The answer must be an exact copy of every entry.

━━━━━ MATERIAL PROVIDED ━━━━━

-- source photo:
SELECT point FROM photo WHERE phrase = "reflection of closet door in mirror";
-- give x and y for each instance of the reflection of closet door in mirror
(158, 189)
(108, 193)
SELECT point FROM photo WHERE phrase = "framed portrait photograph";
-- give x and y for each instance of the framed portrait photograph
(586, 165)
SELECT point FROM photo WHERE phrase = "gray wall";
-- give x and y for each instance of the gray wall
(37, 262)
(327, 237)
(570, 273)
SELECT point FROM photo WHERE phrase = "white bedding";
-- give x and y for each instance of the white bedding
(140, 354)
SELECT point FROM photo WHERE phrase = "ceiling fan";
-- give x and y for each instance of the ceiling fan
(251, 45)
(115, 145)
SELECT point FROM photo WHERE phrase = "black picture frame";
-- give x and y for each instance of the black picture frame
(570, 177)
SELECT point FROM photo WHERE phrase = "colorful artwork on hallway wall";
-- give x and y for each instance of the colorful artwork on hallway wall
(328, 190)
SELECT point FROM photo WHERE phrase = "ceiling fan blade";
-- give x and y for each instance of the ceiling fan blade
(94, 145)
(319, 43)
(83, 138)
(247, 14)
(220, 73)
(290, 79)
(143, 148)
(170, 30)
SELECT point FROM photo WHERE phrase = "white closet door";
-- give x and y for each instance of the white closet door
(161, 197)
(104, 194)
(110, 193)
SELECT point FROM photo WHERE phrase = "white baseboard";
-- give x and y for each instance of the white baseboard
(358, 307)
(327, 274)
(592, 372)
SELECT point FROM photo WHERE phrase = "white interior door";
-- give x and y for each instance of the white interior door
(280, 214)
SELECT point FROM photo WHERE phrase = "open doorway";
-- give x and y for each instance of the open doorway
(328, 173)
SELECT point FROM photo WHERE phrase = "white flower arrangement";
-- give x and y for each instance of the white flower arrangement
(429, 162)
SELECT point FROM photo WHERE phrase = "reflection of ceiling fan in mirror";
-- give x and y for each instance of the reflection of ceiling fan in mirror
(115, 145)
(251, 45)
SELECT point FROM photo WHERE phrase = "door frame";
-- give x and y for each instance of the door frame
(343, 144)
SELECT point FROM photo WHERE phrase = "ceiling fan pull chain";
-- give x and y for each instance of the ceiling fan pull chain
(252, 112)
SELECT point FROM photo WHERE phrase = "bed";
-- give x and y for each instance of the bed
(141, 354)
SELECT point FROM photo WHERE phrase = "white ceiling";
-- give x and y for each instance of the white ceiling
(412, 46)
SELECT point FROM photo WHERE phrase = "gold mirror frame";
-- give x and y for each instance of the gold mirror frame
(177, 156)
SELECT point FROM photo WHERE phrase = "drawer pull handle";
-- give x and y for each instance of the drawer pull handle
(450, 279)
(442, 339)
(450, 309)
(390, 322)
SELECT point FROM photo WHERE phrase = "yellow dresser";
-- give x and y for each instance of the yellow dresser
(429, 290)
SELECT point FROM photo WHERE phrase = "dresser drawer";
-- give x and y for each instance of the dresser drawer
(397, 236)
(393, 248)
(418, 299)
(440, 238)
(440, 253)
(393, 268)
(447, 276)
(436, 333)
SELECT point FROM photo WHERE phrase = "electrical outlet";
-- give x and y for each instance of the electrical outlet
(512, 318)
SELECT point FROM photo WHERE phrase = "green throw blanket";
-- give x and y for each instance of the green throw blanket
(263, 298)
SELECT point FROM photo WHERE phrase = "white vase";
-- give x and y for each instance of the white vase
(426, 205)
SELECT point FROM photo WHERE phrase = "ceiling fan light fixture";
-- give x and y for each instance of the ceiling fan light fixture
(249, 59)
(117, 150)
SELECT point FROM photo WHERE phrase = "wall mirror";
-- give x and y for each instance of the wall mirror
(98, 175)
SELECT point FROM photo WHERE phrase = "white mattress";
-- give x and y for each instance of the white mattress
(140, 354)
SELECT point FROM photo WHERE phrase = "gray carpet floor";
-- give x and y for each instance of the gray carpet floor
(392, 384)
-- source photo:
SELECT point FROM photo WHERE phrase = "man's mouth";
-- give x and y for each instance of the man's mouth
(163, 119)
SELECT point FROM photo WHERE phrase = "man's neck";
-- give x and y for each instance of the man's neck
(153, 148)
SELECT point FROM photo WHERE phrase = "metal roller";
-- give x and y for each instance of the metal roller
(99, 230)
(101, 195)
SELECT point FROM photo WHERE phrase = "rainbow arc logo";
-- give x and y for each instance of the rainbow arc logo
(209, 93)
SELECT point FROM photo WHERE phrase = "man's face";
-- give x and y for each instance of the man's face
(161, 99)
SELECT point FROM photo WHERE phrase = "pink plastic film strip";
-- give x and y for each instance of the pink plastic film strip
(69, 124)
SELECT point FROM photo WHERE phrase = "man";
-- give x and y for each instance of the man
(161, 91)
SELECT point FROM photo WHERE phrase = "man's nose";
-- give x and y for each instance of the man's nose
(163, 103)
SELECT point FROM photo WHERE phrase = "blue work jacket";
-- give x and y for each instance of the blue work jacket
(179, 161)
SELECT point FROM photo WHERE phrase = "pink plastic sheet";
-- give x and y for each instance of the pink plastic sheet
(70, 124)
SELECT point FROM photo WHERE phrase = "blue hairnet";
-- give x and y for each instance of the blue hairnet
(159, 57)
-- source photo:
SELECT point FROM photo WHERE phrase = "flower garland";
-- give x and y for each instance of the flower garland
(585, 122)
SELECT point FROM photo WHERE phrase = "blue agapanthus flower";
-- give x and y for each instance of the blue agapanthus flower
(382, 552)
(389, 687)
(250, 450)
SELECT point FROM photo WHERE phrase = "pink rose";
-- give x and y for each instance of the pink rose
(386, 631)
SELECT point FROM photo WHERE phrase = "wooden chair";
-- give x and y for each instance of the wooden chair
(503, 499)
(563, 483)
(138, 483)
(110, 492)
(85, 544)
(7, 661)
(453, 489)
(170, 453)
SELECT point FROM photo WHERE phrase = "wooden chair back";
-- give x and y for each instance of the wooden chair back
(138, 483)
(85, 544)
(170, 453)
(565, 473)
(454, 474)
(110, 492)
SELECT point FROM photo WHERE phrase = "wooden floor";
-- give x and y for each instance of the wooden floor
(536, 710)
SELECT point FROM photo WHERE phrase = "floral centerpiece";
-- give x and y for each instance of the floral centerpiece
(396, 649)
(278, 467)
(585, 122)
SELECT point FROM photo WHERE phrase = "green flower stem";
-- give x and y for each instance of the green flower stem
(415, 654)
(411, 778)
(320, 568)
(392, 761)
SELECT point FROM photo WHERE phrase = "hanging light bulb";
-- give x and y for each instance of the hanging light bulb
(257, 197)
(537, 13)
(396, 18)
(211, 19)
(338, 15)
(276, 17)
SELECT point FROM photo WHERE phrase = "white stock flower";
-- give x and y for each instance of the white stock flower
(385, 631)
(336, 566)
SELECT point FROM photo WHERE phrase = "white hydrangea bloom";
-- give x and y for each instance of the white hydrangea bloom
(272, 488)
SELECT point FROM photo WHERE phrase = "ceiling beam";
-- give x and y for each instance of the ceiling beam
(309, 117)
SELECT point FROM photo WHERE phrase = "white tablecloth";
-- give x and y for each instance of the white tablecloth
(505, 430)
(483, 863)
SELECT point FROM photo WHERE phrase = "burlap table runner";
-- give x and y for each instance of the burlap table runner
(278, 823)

━━━━━

» **SOLUTION FOR THIS TASK**
-- source photo:
SELECT point FROM photo WHERE phrase = "reflection of closet door in mirror";
-- give x and y for each instance of the reflection of closet door in mirror
(158, 189)
(108, 193)
SELECT point FROM photo WHERE phrase = "framed portrait photograph";
-- give x and y for each instance of the framed portrait photograph
(586, 165)
SELECT point FROM photo WHERE phrase = "gray wall";
-- give x and y for each instance of the gray wall
(37, 262)
(327, 237)
(570, 273)
SELECT point FROM photo WHERE phrase = "white bedding";
-- give x and y for each instance of the white bedding
(140, 354)
SELECT point FROM photo WHERE phrase = "ceiling fan";
-- give x and y for each instance of the ceiling fan
(251, 45)
(115, 145)
SELECT point FROM photo WHERE phrase = "black picture frame";
-- give x and y for each instance of the black picture frame
(570, 177)
SELECT point FROM photo WHERE phrase = "colorful artwork on hallway wall";
-- give x and y for each instance of the colorful artwork on hallway wall
(328, 190)
SELECT point FROM photo WHERE phrase = "ceiling fan blade";
-- give x and y for each instance of the ceiling fan blade
(94, 145)
(319, 43)
(83, 138)
(247, 14)
(220, 73)
(290, 79)
(143, 148)
(170, 30)
SELECT point FROM photo WHERE phrase = "white closet door";
-- give x and y for each instance of the white closet door
(161, 197)
(104, 194)
(110, 193)
SELECT point FROM photo WHERE phrase = "white baseboard";
-- give x and y for each instance of the white baseboard
(358, 307)
(327, 274)
(592, 372)
SELECT point FROM photo WHERE phrase = "white interior door";
-- give x and y for each instance of the white interior door
(280, 214)
SELECT point FROM photo WHERE phrase = "open doorway";
-- give x and y for each instance of the open doorway
(328, 173)
SELECT point FROM photo WHERE phrase = "white flower arrangement";
-- give x and y for each instance of the white flower arrangement
(429, 162)
SELECT point FROM photo WHERE phrase = "reflection of ceiling fan in mirror";
-- give x and y for each instance of the reflection of ceiling fan in mirror
(115, 145)
(251, 45)
SELECT point FROM photo WHERE phrase = "door frame";
-- give x and y for each instance of the door frame
(343, 144)
SELECT point FROM photo WHERE phrase = "ceiling fan pull chain";
-- give x and y for each instance of the ceiling fan pull chain
(252, 112)
SELECT point FROM photo WHERE phrase = "bed";
-- give x and y for each instance of the bed
(141, 354)
SELECT point FROM photo WHERE phrase = "white ceiling";
-- give x and y for each instance of the white ceiling
(412, 46)
SELECT point FROM photo WHERE phrase = "gold mirror frame";
-- give x and y for each instance of the gold mirror frame
(177, 156)
SELECT point FROM photo WHERE phrase = "drawer pull handle";
-- give x and y for each instance of the drawer pull handle
(450, 279)
(442, 339)
(450, 309)
(390, 322)
SELECT point FROM photo WHERE phrase = "yellow dresser";
-- give x and y for each instance of the yellow dresser
(429, 290)
SELECT point FROM photo WHERE phrase = "dresser drawer";
-- give x and y for each instance of the dresser drawer
(397, 236)
(393, 248)
(418, 299)
(440, 238)
(440, 253)
(393, 268)
(447, 276)
(436, 333)
SELECT point FROM photo WHERE phrase = "electrical outlet";
-- give x and y for each instance of the electrical outlet
(512, 318)
SELECT point FROM photo WHERE phrase = "green throw blanket";
-- give x and y for each instance of the green throw blanket
(263, 298)
SELECT point FROM photo WHERE phrase = "white vase";
-- give x and y for each instance of the white vase
(426, 205)
SELECT point FROM photo WHERE phrase = "ceiling fan light fixture";
-- give x and y for each instance of the ceiling fan light fixture
(249, 59)
(117, 150)
SELECT point FROM photo WHERE phrase = "wall mirror";
-- give x and y for each instance of the wall mirror
(98, 175)
SELECT point FROM photo WHERE phrase = "white mattress";
-- give x and y for each instance of the white mattress
(140, 354)
SELECT point FROM photo WHERE phrase = "gray carpet floor";
-- give x and y for each instance of the gray carpet floor
(392, 384)
-- source photo:
SELECT point FROM photo WHERE phrase = "man's mouth";
-- give x and y for each instance of the man's mouth
(163, 119)
SELECT point FROM photo WHERE phrase = "man's neck";
-- give x and y for each instance of the man's neck
(153, 148)
SELECT point FROM photo WHERE phrase = "metal roller";
-- give x and y for each instance of the metal roller
(99, 230)
(101, 195)
SELECT point FROM photo WHERE phrase = "rainbow arc logo";
-- give x and y for each instance of the rainbow arc logo
(209, 93)
SELECT point FROM photo WHERE phrase = "man's face";
-- give x and y for each instance of the man's face
(161, 99)
SELECT point FROM photo WHERE phrase = "pink plastic film strip";
-- give x and y for each instance of the pink plastic film strip
(69, 124)
SELECT point FROM photo WHERE phrase = "man";
-- give x and y for each instance of the man
(161, 91)
SELECT point FROM photo WHERE phrase = "man's nose";
-- give x and y for each instance of the man's nose
(163, 103)
SELECT point FROM photo WHERE phrase = "blue work jacket";
-- give x and y for each instance of the blue work jacket
(179, 161)
SELECT point FROM photo WHERE phrase = "pink plastic sheet";
-- give x and y for each instance of the pink plastic sheet
(70, 124)
SELECT point FROM photo WHERE phrase = "blue hairnet";
-- give x and y for each instance of the blue hairnet
(159, 57)
-- source photo:
SELECT point FROM photo WHERE phrase = "flower garland";
-- give x and y for each instance of the flower garland
(585, 122)
SELECT point FROM photo WHERE phrase = "blue agapanthus flower";
-- give x and y for each instance of the blue agapanthus flower
(382, 552)
(389, 687)
(250, 450)
SELECT point FROM photo WHERE phrase = "pink rose";
-- give x and y for each instance of the pink rose
(386, 631)
SELECT point FROM photo WHERE phrase = "wooden chair";
-- give x and y for each instance of the wooden chair
(503, 499)
(563, 483)
(138, 483)
(110, 492)
(85, 544)
(7, 661)
(453, 489)
(170, 453)
SELECT point FROM photo WHERE phrase = "wooden chair back";
-- give x and y for each instance of the wooden chair back
(138, 483)
(85, 544)
(170, 453)
(565, 473)
(454, 474)
(110, 492)
SELECT point FROM photo WHERE phrase = "wooden floor";
-- give x and y for each instance of the wooden floor
(536, 710)
SELECT point FROM photo WHERE phrase = "floral centerpiece";
-- give x and y for each instance of the floral centerpiece
(396, 649)
(278, 467)
(585, 122)
SELECT point FROM photo WHERE phrase = "green flower stem";
-- give x and y for each instance of the green flower stem
(415, 654)
(411, 778)
(320, 568)
(392, 761)
SELECT point FROM photo WHERE phrase = "hanging light bulb";
-- give x and y for each instance of the hanging light bulb
(257, 197)
(537, 13)
(396, 18)
(211, 19)
(338, 15)
(276, 17)
SELECT point FROM photo WHERE phrase = "white stock flower";
-- give x and y for each instance of the white stock flower
(385, 631)
(336, 566)
SELECT point FROM photo WHERE phrase = "white hydrangea bloom";
-- give x and y for each instance of the white hydrangea bloom
(272, 488)
SELECT point FROM photo WHERE phrase = "ceiling beam";
-- give x and y for each instance of the ceiling beam
(309, 117)
SELECT point FROM photo WHERE phrase = "white tablecloth";
-- give x and y for each instance of the white tablecloth
(505, 430)
(483, 863)
SELECT point FROM photo WHERE phrase = "burlap table runner";
-- give x and y for each instance of the burlap table runner
(278, 823)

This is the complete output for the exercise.